Задание: Перепишите без изменений часть отрывка воспоминаний о театре «Современник»: начните со слов «Сыграть Джоржа мне, конечно, не» и остановитесь после слов «ведующим репертуарной политикой.».

Фрагмент текста:
================================

Я, как мог, отшутился, объяснив в импровизированном тосте, что мы в «Арагви», стало быть, почти на грузинской территории, а там уж так принято, и нам с моим другом приятно поддержать этот обычай. Да нам и в самом деле было приятно пустить пыль в глаза французским коллегам, увидеть их изумление и восторг по такому, в общем-то, пустячному поводу. Планшон, пригласивший друзей без расчета на такой исход, пытался сопротивляться, а когда понял, что это бесполезно, благодарил с извиняющейся интонацией: «О, Миша, Миша, мерси, мерси…» Так «мерсикал», словно пардону просил!

Побывал в подвальчике «Современника» Эдвард Олби, смотрел в тот вечер «Двое на качелях». Спектакль ему вроде бы понравился, хотя он и признался, что сама по себе пьеса Гибсона, по его мнению, легковесна. Мне он тогда подарил свою знаменитую пьесу «Кто боится Вирджинии Вульф?», сделав такую надпись:

«Мише Козакову, который, я надеюсь, будет играть роль Джоржа в этой пьесе в Москве. Пока что он еще по возрасту слишком молод для этой роли, но я уверен, что его талант позволит ему в будущем сыграть эту роль. С наилучшими пожеланиями, Эдвард Олби. Москва, 17.11.63».

Сыграть Джоржа мне, конечно, не удалось. То, что Олби казалось поверхностным в пьесе Гибсона, — и действительно выглядело таковым рядом с его собственным творчеством, где иная, принципиально иная, совершенно иная мера постижения человеческих глубин и подлинная беспощадность в переоценке ценностей, — даже это, сравнительно робко явленное в «Двое на качелях», казалось вызывающе откровенным, недопустимо обнаженным нашим пуританам, ведующим репертуарной политикой.

Правда, одну пьесу Олби — «Балладу о невеселом кабачке» по роману Карсон Маккаллерс — мы все-таки поставили в мае 67-го года. И я играл там роль от Автора.

Хуже получилось с драматургией Артура Миллера, которую мы, «современники», высоко чтили. Да и с ним самим вышло скверно…

У многих из нас есть какие-то жуткие, темные эпизоды в общественной и личной судьбе. Страшно носить их в себе, лучше покаяться. Выплеснешься на бумаге, может, и как-то легче задышится, а то еще, не дай Бог, так и унесешь этот камень с собой в «великое быть может», как говорил старик Рабле.

Итак, в Москву со своей новой женой, корреспонденткой-фотографом, приехал Артур Миллер, и поначалу все шло прекрасно — лучше и не бывает.

Они побывали в «Современнике» и увидели «Голого короля». Затем Миллер изъявил желание встретиться с коллективом театра. Иностранная комиссия Союза писателей эту встречу устроила. В кабинете Ефремова набилась куча народа: артисты, критики, представители этой самой иностранной комиссии.

================================

Записи из набора данных:
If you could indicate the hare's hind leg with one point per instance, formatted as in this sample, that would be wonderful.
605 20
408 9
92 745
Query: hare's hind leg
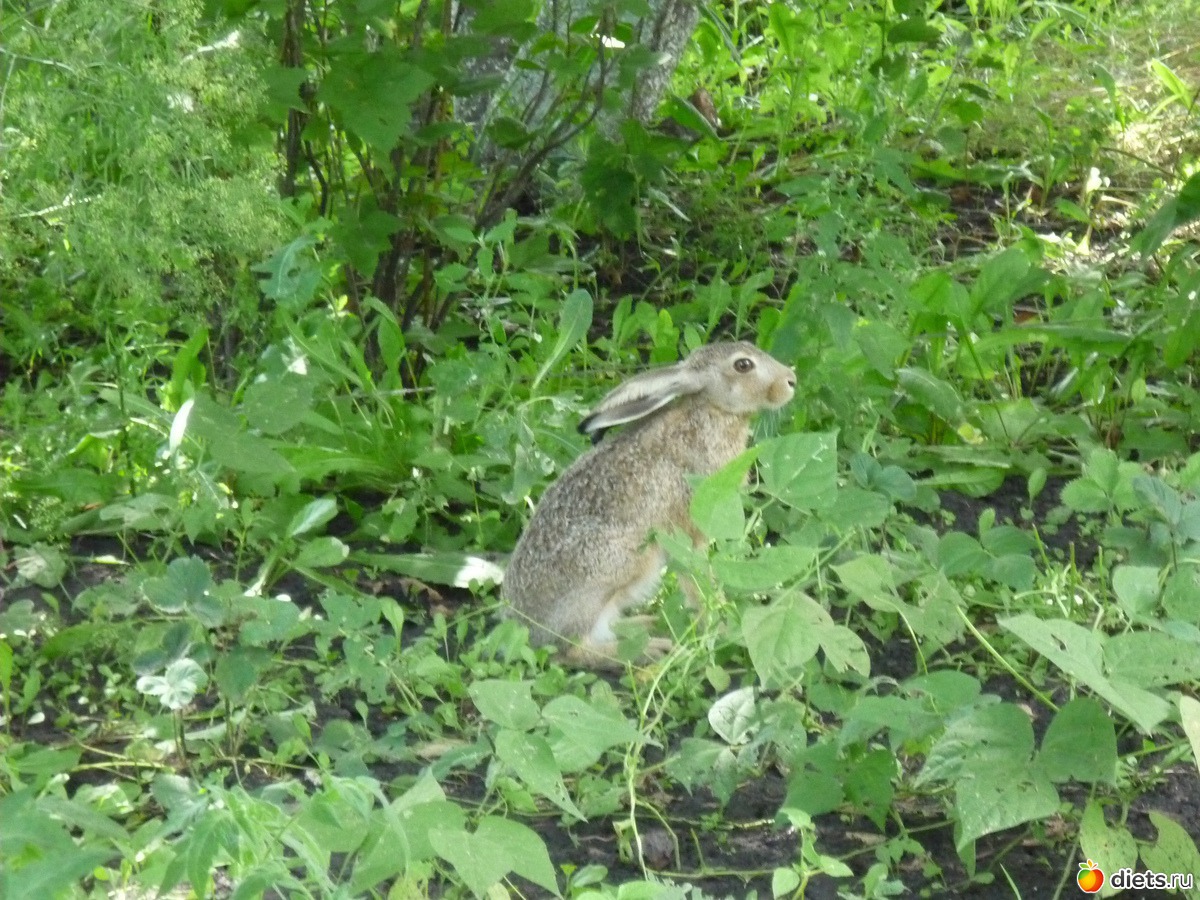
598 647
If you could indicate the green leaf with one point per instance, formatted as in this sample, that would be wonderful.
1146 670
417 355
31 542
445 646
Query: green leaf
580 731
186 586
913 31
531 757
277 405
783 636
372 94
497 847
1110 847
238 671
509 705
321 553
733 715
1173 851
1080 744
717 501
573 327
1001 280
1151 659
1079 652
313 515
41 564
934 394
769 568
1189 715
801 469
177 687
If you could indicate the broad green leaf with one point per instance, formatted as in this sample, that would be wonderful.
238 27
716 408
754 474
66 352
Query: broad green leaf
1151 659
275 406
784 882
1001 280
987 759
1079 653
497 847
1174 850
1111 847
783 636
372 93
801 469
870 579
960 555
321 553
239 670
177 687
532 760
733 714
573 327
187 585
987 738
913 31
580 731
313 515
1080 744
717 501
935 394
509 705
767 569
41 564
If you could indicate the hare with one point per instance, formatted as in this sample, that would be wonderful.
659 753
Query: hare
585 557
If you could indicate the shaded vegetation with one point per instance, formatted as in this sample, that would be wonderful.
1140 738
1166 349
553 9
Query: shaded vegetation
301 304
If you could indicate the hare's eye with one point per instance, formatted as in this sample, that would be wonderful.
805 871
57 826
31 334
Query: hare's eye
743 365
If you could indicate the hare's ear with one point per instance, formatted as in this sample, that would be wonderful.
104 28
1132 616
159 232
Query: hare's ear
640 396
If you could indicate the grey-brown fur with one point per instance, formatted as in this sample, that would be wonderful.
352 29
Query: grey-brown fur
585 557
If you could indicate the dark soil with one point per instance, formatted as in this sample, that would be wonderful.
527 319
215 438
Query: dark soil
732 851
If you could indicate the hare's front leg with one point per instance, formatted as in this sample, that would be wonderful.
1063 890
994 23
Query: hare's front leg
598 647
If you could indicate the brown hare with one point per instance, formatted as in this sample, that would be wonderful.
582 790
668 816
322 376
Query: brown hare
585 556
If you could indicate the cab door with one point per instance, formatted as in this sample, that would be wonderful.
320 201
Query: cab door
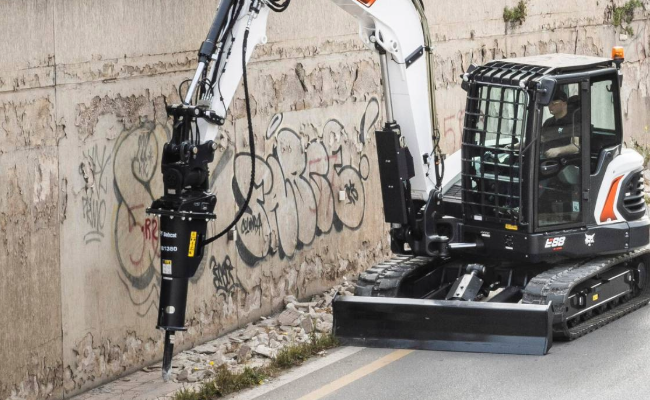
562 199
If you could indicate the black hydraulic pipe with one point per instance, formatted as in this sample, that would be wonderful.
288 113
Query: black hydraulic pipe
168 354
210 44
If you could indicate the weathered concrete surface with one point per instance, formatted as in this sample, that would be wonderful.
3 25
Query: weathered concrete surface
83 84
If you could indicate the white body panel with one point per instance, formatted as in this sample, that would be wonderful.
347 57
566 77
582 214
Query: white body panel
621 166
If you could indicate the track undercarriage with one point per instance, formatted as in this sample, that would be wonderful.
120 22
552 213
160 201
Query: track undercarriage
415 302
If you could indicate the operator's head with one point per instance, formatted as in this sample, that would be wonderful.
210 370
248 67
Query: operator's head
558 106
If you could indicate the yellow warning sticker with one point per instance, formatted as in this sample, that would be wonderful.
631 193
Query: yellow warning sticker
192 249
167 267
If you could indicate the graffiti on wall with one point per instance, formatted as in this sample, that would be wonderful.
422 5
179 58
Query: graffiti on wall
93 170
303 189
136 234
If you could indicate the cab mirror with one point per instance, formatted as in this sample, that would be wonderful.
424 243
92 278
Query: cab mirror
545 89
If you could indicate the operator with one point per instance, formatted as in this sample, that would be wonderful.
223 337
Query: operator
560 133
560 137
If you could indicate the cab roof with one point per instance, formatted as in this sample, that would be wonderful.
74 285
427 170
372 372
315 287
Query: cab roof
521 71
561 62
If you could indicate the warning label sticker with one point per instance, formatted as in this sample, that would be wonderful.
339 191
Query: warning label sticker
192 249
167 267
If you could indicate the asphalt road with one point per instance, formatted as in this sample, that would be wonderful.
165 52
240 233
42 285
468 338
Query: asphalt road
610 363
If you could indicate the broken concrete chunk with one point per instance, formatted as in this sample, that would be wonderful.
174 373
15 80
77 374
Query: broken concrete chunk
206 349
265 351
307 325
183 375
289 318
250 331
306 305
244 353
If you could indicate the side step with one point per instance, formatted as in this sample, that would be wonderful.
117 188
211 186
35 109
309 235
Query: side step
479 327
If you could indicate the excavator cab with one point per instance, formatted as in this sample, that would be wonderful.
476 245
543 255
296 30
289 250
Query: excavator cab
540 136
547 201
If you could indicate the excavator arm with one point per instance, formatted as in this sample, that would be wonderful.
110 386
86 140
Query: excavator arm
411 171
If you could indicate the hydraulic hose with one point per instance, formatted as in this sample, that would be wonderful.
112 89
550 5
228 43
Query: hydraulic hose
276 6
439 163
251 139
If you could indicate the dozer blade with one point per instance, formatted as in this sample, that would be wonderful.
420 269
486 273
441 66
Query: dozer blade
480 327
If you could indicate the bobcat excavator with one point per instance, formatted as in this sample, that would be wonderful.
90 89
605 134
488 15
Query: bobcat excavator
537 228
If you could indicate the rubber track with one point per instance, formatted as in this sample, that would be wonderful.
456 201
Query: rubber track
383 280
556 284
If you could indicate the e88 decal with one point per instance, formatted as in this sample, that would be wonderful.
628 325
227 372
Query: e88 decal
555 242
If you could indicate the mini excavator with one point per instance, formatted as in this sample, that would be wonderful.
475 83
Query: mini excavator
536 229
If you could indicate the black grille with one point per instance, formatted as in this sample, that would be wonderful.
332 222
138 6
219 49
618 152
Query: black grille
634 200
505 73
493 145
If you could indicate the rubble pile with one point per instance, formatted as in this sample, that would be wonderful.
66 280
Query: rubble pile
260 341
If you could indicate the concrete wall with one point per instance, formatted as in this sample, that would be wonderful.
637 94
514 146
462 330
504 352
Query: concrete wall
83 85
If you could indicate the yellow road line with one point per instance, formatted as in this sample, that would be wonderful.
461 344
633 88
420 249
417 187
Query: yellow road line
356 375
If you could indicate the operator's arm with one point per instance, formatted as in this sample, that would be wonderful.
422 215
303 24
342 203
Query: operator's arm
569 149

================================

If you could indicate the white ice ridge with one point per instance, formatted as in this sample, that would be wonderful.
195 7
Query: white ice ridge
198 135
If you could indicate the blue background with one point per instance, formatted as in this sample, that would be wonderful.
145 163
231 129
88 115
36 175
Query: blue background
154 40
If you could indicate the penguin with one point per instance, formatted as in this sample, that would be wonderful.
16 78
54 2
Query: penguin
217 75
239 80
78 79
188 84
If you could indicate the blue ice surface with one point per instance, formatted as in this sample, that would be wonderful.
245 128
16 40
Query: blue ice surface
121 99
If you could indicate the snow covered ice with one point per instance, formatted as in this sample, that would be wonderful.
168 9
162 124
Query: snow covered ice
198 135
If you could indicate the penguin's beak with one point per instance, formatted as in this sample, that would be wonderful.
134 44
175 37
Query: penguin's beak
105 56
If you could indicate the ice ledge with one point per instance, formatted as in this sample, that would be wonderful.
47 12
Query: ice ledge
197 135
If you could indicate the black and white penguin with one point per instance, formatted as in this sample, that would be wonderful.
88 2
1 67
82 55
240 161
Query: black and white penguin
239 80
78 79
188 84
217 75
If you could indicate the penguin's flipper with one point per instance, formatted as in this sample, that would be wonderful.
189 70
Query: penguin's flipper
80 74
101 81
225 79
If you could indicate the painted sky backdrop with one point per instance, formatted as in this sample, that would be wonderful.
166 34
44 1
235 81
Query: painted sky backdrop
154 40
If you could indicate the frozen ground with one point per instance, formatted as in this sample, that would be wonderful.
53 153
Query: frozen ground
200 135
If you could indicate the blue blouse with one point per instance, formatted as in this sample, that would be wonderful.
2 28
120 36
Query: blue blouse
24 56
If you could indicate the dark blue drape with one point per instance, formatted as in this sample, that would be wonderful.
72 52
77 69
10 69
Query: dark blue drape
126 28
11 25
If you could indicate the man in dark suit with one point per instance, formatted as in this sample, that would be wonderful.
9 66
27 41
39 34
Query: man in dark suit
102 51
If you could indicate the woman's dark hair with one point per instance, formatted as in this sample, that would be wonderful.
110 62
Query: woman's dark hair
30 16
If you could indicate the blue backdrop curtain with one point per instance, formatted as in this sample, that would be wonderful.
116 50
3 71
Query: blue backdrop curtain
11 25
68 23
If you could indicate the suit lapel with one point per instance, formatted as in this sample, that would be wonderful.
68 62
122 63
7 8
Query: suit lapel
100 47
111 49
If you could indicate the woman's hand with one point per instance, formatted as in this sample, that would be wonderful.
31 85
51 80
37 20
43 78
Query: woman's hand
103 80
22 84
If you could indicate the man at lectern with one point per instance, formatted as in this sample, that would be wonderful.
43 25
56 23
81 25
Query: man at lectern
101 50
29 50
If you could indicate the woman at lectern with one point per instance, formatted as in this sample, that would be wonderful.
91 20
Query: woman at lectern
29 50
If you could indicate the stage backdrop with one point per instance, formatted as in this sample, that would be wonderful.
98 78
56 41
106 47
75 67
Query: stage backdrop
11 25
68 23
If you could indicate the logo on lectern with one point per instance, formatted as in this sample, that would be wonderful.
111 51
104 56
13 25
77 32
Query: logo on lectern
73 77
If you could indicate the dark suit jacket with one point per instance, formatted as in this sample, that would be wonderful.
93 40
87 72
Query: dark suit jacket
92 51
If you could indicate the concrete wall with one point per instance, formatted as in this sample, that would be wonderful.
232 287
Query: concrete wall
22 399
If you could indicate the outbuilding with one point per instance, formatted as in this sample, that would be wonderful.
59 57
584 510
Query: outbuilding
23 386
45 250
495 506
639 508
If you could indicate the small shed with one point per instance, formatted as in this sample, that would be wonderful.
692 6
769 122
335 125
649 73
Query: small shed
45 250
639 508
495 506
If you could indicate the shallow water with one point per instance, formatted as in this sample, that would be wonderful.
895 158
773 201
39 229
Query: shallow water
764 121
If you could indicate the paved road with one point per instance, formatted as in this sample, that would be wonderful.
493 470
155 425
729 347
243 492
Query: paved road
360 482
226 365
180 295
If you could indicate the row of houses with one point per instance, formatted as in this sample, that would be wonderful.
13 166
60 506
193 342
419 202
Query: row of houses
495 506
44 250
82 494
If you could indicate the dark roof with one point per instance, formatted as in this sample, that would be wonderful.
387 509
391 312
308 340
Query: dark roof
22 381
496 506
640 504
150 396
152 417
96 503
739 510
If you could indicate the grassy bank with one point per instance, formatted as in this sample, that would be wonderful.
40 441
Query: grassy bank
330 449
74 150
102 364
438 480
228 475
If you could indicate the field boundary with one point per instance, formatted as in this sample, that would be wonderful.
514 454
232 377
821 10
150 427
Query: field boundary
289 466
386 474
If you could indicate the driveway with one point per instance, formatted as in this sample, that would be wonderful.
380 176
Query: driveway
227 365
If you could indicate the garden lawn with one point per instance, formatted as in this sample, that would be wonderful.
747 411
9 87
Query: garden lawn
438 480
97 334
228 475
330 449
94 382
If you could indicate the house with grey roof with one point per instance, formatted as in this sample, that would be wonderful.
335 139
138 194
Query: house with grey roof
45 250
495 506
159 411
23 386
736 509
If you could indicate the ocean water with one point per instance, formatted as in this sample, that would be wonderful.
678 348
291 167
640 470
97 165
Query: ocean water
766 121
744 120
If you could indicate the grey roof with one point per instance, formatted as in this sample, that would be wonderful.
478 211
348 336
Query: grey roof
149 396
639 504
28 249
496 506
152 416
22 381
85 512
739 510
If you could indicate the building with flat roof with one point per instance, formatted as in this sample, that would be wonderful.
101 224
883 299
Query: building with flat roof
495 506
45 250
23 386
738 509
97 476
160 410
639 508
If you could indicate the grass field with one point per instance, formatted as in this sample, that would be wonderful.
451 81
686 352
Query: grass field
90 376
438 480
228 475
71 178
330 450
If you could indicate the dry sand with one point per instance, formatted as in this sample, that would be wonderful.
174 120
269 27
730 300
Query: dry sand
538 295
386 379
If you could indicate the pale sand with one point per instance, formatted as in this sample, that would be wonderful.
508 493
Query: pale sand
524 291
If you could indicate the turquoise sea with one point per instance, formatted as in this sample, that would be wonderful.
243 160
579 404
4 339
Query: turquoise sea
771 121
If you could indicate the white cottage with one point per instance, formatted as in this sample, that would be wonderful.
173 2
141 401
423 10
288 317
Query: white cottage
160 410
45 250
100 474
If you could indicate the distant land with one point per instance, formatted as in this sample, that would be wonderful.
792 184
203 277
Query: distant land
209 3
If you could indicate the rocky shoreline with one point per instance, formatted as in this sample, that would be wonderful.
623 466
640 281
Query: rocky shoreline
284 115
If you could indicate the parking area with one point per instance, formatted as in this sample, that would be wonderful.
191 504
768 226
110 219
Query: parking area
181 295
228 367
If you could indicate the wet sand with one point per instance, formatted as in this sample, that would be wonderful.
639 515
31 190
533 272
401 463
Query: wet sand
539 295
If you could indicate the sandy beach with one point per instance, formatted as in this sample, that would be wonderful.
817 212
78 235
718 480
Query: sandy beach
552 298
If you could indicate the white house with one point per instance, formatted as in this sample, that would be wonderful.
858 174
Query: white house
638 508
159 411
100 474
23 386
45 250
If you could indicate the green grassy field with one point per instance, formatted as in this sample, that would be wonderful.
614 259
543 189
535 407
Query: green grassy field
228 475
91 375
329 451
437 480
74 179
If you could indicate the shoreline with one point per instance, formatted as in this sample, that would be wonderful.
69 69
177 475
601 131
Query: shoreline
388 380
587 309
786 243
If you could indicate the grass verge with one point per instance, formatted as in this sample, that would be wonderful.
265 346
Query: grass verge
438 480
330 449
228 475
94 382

================================

Правильный ответ:
Сыграть Джоржа мне, конечно, не удалось. То, что Олби казалось поверхностным в пьесе Гибсона, — и действительно выглядело таковым рядом с его собственным творчеством, где иная, принципиально иная, совершенно иная мера постижения человеческих глубин и подлинная беспощадность в переоценке ценностей, — даже это, сравнительно робко явленное в «Двое на качелях», казалось вызывающе откровенным, недопустимо обнаженным нашим пуританам, ведующим репертуарной политикой.